Directions for this task: Find the word "certificate" in the listing; pull out each line holding it.

Data supplied:
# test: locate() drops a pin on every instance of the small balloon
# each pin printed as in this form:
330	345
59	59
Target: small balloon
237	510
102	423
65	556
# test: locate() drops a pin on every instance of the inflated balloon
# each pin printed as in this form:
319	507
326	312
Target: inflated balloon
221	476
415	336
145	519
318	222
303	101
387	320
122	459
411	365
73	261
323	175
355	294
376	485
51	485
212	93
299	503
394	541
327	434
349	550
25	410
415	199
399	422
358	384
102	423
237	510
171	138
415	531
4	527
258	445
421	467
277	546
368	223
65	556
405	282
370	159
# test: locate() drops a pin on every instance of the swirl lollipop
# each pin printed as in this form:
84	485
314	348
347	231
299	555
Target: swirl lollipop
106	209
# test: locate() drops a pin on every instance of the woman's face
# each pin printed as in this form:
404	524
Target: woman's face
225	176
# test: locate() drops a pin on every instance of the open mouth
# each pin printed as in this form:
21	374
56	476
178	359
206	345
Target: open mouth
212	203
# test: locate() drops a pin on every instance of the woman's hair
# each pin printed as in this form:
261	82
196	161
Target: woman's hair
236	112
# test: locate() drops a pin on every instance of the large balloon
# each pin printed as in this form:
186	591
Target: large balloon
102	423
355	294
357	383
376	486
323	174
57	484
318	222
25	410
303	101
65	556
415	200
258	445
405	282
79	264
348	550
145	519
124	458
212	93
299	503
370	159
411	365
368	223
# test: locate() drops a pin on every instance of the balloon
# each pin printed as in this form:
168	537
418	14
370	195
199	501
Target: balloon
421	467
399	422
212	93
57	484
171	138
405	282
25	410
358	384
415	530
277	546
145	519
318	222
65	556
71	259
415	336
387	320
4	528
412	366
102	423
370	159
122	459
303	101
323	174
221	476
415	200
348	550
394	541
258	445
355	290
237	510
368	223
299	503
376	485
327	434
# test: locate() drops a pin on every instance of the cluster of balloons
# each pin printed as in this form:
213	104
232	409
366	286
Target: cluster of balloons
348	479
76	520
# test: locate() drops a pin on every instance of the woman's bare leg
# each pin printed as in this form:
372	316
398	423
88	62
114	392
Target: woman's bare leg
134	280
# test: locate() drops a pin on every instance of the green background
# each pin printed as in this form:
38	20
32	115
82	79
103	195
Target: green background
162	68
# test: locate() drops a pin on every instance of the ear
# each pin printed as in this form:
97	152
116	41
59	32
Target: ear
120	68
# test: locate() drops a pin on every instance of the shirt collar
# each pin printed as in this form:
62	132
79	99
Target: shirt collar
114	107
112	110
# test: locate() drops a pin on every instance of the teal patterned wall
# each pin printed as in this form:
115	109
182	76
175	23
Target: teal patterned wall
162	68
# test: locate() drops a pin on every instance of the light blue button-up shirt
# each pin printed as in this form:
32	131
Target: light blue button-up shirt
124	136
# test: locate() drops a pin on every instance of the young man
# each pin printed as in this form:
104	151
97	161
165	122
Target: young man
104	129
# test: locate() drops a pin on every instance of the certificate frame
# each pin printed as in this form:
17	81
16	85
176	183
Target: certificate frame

Answer section:
# test: locate() drops a pin on every instance of the certificate frame
Target: certificate frame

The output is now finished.